ARTICLE:
* Begin *
------------------------
#### sklearn.datasets.make_blobs
------------------------
- `make_blobs` is a function provided by the scikit-learn library in Python, specifically in the sklearn.datasets module. 
- It is used to generate synthetic datasets for clustering and classification tasks. 
- This function is particularly helpful for testing and prototyping machine learning algorithms.

#### Purpose:
- The primary purpose of `make_blobs` is to generate synthetic datasets with clusters, making it easy to create simple datasets for practicing and testing machine learning algorithms, particularly clustering algorithms.

#### Parameters:
- `n_samples` (int): The total number of data points to generate.
- `n_features` (int, optional, default=2): The number of features for each data point.
- `centers` (int or array of shape [n_centers, n_features], optional, default=3): The number of clusters to generate or the fixed center locations.
- `cluster_std` (float or sequence of floats, optional, default=1.0): The standard deviation of each cluster. If it's a float, the same value is applied to all clusters. If it's an array, it specifies the standard deviation for each cluster.
- `center_box` (tuple, optional, default=(-10.0, 10.0)): The bounding box for the randomly generated cluster centers. By default, it is set between -10.0 and 10.0 for each feature.
* End *
PROBLEMS TO SOLVE:
**a.** On the make_blobs page, what is the default value of `cluster_std`?
**b.** Render this sentence from the make_blobs page in Spanish: "This function is particularly helpful for testing and prototyping machine learning algorithms."
**c.** Reproduce the stretch of the make_blobs page from "- This function" through "points to generate.".

DATASET CONTENT:
* Begin *
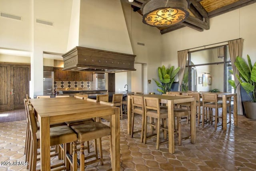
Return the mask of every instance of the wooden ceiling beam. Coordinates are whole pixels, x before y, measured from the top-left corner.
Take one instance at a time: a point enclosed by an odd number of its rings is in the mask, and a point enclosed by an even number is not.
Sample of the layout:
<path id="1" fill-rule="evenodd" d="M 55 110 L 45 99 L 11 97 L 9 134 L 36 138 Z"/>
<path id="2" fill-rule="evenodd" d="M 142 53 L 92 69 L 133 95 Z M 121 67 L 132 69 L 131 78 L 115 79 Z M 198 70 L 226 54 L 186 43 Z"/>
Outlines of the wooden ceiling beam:
<path id="1" fill-rule="evenodd" d="M 204 29 L 210 29 L 208 20 L 208 22 L 204 22 L 195 17 L 189 16 L 186 19 L 185 21 L 187 23 Z"/>
<path id="2" fill-rule="evenodd" d="M 195 7 L 203 17 L 205 18 L 209 18 L 207 12 L 200 2 L 197 2 L 196 0 L 190 0 L 190 1 L 193 6 Z"/>
<path id="3" fill-rule="evenodd" d="M 209 12 L 208 13 L 208 16 L 209 18 L 211 18 L 255 2 L 256 2 L 256 0 L 240 0 L 226 6 L 223 6 L 214 11 Z"/>
<path id="4" fill-rule="evenodd" d="M 184 21 L 184 22 L 181 23 L 180 24 L 184 26 L 186 26 L 191 28 L 193 28 L 193 29 L 195 29 L 197 31 L 199 31 L 199 32 L 203 32 L 204 31 L 204 29 L 203 29 L 202 28 L 198 27 L 194 25 L 191 24 L 187 22 L 186 21 Z"/>
<path id="5" fill-rule="evenodd" d="M 123 1 L 134 6 L 137 6 L 139 8 L 141 8 L 142 6 L 142 3 L 136 1 L 134 1 L 132 2 L 129 2 L 128 0 L 122 0 Z"/>
<path id="6" fill-rule="evenodd" d="M 189 10 L 190 11 L 192 14 L 193 14 L 196 18 L 200 20 L 202 20 L 203 16 L 192 4 L 189 6 Z"/>
<path id="7" fill-rule="evenodd" d="M 185 26 L 183 26 L 182 25 L 176 24 L 174 26 L 170 26 L 160 31 L 161 34 L 164 34 L 166 33 L 168 33 L 169 32 L 172 32 L 173 31 L 179 29 L 181 28 L 183 28 L 183 27 L 185 27 Z"/>

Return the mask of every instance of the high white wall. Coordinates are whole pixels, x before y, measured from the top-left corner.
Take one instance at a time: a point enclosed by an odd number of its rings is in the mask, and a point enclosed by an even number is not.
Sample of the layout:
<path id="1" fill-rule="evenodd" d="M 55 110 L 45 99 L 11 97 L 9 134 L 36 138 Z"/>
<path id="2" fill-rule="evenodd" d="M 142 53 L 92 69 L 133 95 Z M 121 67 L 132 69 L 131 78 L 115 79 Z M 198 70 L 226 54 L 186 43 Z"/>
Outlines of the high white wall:
<path id="1" fill-rule="evenodd" d="M 210 19 L 210 29 L 200 32 L 185 27 L 162 36 L 164 54 L 162 64 L 178 66 L 177 51 L 239 38 L 244 40 L 242 57 L 256 56 L 256 4 Z M 252 58 L 252 62 L 256 58 Z"/>
<path id="2" fill-rule="evenodd" d="M 134 54 L 137 56 L 135 62 L 145 64 L 143 69 L 139 68 L 139 71 L 134 73 L 132 72 L 132 82 L 136 82 L 143 75 L 144 84 L 132 84 L 131 91 L 143 89 L 145 93 L 158 93 L 157 86 L 152 79 L 158 78 L 157 68 L 162 65 L 162 43 L 160 31 L 157 28 L 142 23 L 141 15 L 133 12 L 130 5 L 123 1 L 121 2 Z M 138 42 L 145 46 L 139 45 Z M 148 80 L 152 80 L 151 84 L 148 83 Z"/>

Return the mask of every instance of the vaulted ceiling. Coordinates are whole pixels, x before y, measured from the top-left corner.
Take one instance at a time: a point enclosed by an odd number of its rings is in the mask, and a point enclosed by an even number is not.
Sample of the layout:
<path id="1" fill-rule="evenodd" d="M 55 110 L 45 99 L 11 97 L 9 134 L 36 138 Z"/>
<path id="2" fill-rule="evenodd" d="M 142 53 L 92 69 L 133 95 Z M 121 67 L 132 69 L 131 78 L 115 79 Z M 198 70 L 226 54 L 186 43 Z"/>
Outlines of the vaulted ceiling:
<path id="1" fill-rule="evenodd" d="M 150 0 L 134 0 L 129 2 L 134 12 L 142 15 L 142 4 Z M 190 15 L 185 21 L 174 25 L 158 28 L 164 34 L 184 27 L 200 32 L 210 29 L 210 18 L 256 2 L 256 0 L 187 0 Z"/>

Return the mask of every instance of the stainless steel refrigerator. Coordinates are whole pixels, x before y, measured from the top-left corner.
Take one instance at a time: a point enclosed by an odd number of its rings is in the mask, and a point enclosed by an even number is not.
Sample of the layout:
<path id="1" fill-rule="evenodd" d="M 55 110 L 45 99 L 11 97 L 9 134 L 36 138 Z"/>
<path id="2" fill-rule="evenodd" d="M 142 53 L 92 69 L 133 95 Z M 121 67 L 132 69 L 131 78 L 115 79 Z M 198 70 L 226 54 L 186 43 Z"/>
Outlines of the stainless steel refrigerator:
<path id="1" fill-rule="evenodd" d="M 104 74 L 94 74 L 92 75 L 92 89 L 106 89 Z"/>
<path id="2" fill-rule="evenodd" d="M 54 72 L 44 72 L 44 95 L 53 93 Z"/>

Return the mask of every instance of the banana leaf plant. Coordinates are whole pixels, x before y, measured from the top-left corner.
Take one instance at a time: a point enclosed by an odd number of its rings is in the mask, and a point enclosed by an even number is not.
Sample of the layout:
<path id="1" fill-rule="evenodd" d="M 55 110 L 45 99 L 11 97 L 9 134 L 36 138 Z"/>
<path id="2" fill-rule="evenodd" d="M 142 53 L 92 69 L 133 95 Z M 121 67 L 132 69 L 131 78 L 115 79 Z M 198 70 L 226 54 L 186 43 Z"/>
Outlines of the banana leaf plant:
<path id="1" fill-rule="evenodd" d="M 184 77 L 181 84 L 181 91 L 187 91 L 188 90 L 188 68 L 185 69 Z"/>
<path id="2" fill-rule="evenodd" d="M 172 85 L 174 81 L 175 76 L 179 71 L 180 71 L 180 67 L 174 70 L 174 66 L 167 69 L 166 69 L 164 65 L 162 67 L 158 67 L 158 77 L 161 82 L 153 79 L 159 87 L 157 89 L 157 91 L 163 94 L 166 93 L 167 91 L 170 91 Z"/>
<path id="3" fill-rule="evenodd" d="M 236 76 L 241 86 L 248 94 L 251 99 L 251 101 L 256 102 L 256 62 L 253 66 L 248 55 L 247 61 L 248 64 L 242 58 L 239 56 L 236 57 L 235 65 L 239 71 L 240 75 L 236 74 Z M 233 71 L 229 71 L 234 74 Z M 235 89 L 236 89 L 237 85 L 236 85 L 234 81 L 230 80 L 228 82 Z M 250 95 L 251 93 L 252 95 Z"/>

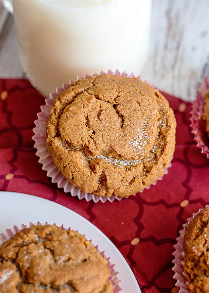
* End *
IN RESPONSE:
**a.** 1.0

**b.** Esta función es especialmente útil para probar y crear prototipos de algoritmos de aprendizaje automático.

**c.**
- This function is particularly helpful for testing and prototyping machine learning algorithms.

#### Purpose:
- The primary purpose of `make_blobs` is to generate synthetic datasets with clusters, making it easy to create simple datasets for practicing and testing machine learning algorithms, particularly clustering algorithms.

#### Parameters:
- `n_samples` (int): The total number of data points to generate.